TASK - Each record should be copied exactly into the answer, and no picture should go with it.

Top of DATA PROVIDED

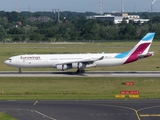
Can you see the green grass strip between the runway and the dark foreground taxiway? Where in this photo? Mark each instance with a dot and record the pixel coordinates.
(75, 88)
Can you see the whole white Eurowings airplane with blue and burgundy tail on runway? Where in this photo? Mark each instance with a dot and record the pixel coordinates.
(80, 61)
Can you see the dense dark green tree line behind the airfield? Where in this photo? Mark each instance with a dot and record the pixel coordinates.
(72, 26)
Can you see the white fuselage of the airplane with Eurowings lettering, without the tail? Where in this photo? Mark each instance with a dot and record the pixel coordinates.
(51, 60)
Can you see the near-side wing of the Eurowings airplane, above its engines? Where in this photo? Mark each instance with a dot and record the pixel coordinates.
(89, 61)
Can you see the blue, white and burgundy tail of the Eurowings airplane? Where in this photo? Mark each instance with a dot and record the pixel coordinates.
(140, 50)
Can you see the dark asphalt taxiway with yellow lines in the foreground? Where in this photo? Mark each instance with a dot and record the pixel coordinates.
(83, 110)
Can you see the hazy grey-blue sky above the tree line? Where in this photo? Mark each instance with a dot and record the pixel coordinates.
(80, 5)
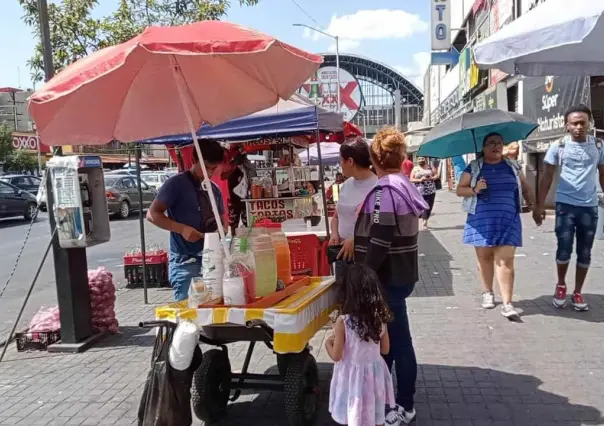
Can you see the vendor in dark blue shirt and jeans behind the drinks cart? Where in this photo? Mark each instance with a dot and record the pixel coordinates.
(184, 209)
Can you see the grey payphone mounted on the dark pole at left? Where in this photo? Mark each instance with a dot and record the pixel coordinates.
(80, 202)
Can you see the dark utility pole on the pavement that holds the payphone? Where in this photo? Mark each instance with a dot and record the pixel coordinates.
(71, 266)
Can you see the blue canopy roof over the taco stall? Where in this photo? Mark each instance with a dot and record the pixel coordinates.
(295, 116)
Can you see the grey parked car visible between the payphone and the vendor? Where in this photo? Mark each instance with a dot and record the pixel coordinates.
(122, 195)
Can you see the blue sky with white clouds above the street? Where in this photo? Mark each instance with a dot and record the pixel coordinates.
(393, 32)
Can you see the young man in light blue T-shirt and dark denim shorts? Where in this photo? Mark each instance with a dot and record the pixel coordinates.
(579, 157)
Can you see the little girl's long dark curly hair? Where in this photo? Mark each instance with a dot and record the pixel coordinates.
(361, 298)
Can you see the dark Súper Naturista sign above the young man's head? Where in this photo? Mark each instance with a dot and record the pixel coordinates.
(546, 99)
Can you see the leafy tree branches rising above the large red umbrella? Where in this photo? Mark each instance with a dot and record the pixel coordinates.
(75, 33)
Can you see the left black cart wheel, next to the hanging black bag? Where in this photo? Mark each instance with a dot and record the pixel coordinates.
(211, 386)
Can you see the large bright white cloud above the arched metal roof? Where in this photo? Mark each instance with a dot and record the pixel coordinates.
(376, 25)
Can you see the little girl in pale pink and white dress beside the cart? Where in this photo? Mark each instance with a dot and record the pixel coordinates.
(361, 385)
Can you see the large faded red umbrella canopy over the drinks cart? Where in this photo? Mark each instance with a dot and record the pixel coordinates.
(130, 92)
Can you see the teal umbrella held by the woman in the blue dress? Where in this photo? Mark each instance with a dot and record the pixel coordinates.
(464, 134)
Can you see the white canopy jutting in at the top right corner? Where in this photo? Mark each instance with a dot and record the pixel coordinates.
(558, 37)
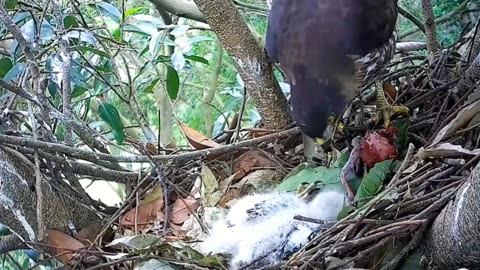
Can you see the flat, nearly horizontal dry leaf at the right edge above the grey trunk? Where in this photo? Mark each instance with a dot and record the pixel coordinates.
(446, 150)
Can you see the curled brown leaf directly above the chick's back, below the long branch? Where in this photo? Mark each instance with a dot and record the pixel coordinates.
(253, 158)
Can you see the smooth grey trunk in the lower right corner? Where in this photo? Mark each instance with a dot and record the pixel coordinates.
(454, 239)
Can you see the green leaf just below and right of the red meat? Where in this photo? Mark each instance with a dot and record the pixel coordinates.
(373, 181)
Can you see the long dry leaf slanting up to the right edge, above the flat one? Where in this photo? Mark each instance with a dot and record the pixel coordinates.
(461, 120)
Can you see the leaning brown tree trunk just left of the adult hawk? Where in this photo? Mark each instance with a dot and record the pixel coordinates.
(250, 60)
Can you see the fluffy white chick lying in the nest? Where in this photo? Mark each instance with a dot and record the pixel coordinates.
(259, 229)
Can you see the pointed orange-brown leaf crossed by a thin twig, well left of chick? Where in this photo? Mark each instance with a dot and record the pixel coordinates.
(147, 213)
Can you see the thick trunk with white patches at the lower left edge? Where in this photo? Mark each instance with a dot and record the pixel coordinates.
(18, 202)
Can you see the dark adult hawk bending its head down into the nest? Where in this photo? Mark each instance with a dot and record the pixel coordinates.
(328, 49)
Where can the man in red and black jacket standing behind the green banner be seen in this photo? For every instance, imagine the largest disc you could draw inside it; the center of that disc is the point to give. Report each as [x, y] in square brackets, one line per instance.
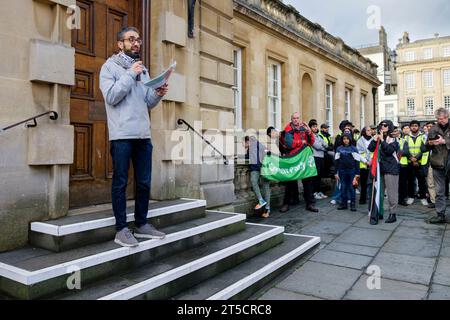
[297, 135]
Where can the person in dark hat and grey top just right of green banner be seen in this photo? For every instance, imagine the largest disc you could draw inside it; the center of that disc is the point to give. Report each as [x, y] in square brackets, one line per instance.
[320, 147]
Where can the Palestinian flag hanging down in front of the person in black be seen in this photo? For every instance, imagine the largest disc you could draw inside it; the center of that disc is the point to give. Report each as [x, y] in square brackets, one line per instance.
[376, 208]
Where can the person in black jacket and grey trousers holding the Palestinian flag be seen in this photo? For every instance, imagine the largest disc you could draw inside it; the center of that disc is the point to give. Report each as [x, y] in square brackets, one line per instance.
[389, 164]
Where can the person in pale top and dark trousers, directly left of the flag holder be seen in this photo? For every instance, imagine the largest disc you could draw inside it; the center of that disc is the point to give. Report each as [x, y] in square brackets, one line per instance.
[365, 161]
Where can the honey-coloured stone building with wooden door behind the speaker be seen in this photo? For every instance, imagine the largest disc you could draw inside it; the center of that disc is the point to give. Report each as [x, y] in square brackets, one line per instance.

Bottom of DATA PROVIDED

FINAL ANSWER -
Can you see the green grass strip between the runway and the dark foreground taxiway? Where in this photo? Mark each instance with a dot and record the pixel coordinates.
(75, 88)
Can you see the whole white Eurowings airplane with blue and burgundy tail on runway? Where in this photo? Mark each instance with a dot and record the pixel coordinates.
(80, 61)
Can you see the dense dark green tree line behind the airfield? Where in this photo? Mark each instance with a dot and record the pixel coordinates.
(72, 26)
Can you see the white fuselage of the airplane with Eurowings lettering, without the tail? Where in this photo? Mark each instance with a dot and record the pixel coordinates.
(51, 60)
Can you see the near-side wing of the Eurowings airplane, above its engines? Where in this photo? Mark each instance with a dot and record the pixel coordinates.
(89, 61)
Can you see the blue, white and burgundy tail of the Eurowings airplane? Where in this photo? Mark each instance with a dot and record the pixel coordinates.
(140, 50)
Can you see the dark asphalt taxiway with yellow lines in the foreground? Where in this photo? Mark each instance with a dot and record the pixel coordinates.
(83, 110)
Can you see the hazy grey-blue sky above the tree line? Where in this photo? Mark each instance with a dot and record the pixel coordinates.
(80, 5)
Can you see the vendor in dark blue shirt and jeans behind the drinks cart? Where in this photo? Mark each instance with a dot and record the pixel coordinates.
(184, 209)
Can you see the grey payphone mounted on the dark pole at left? Where in this photo? Mark each instance with a dot and record the pixel coordinates.
(80, 202)
Can you see the dark utility pole on the pavement that holds the payphone? Where in this photo? Mark each instance with a dot and record the pixel coordinates.
(71, 266)
Can you see the blue canopy roof over the taco stall? Where in this photo? Mark each instance with a dot and record the pixel coordinates.
(295, 116)
Can you see the grey parked car visible between the payphone and the vendor? Where in this photo? Mark each instance with a dot and record the pixel coordinates.
(122, 195)
Can you see the blue sky with white clouds above the street? Where in this photo? Mark each instance with a dot and record the pixel coordinates.
(393, 32)
Can you see the young man in light blue T-shirt and dark denim shorts? Where in this photo? Mark each instance with a dot and record the pixel coordinates.
(579, 157)
Can you see the little girl's long dark curly hair? Where in this photo? Mark each instance with a dot and record the pixel coordinates.
(361, 298)
Can you see the dark Súper Naturista sign above the young man's head? Where in this photo? Mark each instance with a dot and record the pixel coordinates.
(546, 99)
Can you see the leafy tree branches rising above the large red umbrella? Where in this photo? Mark each instance with a dot and record the pixel coordinates.
(75, 33)
Can you see the left black cart wheel, next to the hanging black bag? Where in this photo? Mark each instance with a dot and record the pixel coordinates.
(211, 386)
Can you see the large bright white cloud above the arched metal roof? Where in this photo? Mark each instance with a dot and record the pixel coordinates.
(376, 25)
Can you see the little girl in pale pink and white dress beside the cart? Where in this photo? Mark each instance with a dot and record the pixel coordinates.
(361, 385)
Can you see the large faded red umbrella canopy over the drinks cart? Where in this photo? Mark each instance with a dot and record the pixel coordinates.
(130, 92)
Can you see the teal umbrella held by the woman in the blue dress? Where in this photo? Mark each instance with a dot and record the pixel coordinates.
(464, 134)
Can you see the white canopy jutting in at the top right corner? Where in this photo? Mark each instance with a dot and record the pixel coordinates.
(558, 37)
Can you see the flat, nearly horizontal dry leaf at the right edge above the grey trunk? Where in this photo? Mark each instance with a dot and record the pixel coordinates.
(446, 150)
Can you see the curled brown leaf directly above the chick's back, below the long branch? Where in this photo? Mark each instance with a dot and record the pixel coordinates.
(253, 158)
Can you see the smooth grey trunk in the lower right corner? Where in this photo? Mark each instance with a dot and record the pixel coordinates.
(454, 239)
Can you see the green leaf just below and right of the red meat? Where in this photo? Mark each instance with a dot and record the pixel coordinates.
(373, 181)
Can you see the long dry leaf slanting up to the right edge, above the flat one? Where in this photo? Mark each instance with a dot and record the pixel coordinates.
(461, 120)
Can you see the leaning brown tree trunk just left of the adult hawk? Where in this photo? Mark each instance with a dot and record the pixel coordinates.
(250, 60)
Can you see the fluffy white chick lying in the nest? Where in this photo? Mark each instance with a dot and record the pixel coordinates.
(259, 229)
Can you see the pointed orange-brown leaf crossed by a thin twig, well left of chick? Where in this photo? Mark each instance with a dot and record the pixel coordinates.
(147, 213)
Can you see the thick trunk with white patches at the lower left edge? Where in this photo? Mark each instance with a dot and record the pixel coordinates.
(18, 202)
Can you see the dark adult hawk bending its head down into the nest? Where in this photo? Mark each instance with a dot and record the pixel coordinates.
(328, 49)
Where can the man in red and black jacket standing behind the green banner be seen in this photo? For every instance, imagine the largest disc you could draw inside it; the center of that disc is the point to give. Report each as [x, y] in square brackets, one line per instance.
[297, 135]
Where can the person in dark hat and grey top just right of green banner be seen in this photo? For every instance, imagine the largest disc you could draw inside it; the center of that disc is the point to give. Report each as [x, y] in square brackets, one line per instance.
[320, 147]
Where can the Palestinian flag hanging down in front of the person in black be seen in this photo? For every instance, imagine the largest disc you could draw inside it; the center of that disc is the point to give. Report each as [x, y] in square brackets, one line per instance.
[376, 208]
Where can the person in black jacket and grey trousers holding the Palestinian flag be seen in this photo? For every instance, imagine the largest disc you could draw inside it; the center of that disc is the point to give. Report each as [x, y] in square brackets, one line per instance.
[389, 164]
Where can the person in pale top and dark trousers, directly left of the flag holder be seen in this photo? For every instance, imagine the largest disc you could draw inside it; the center of that disc is the point to give. Report each as [x, y] in square brackets, one line per instance.
[365, 161]
Where can the honey-coloured stone building with wooden door behind the speaker be seen in this photo? For every instance, imagine the largest disc you could draw inside it; the center of that disc is the point to give. Report each as [x, y] in square brackets, one line per instance.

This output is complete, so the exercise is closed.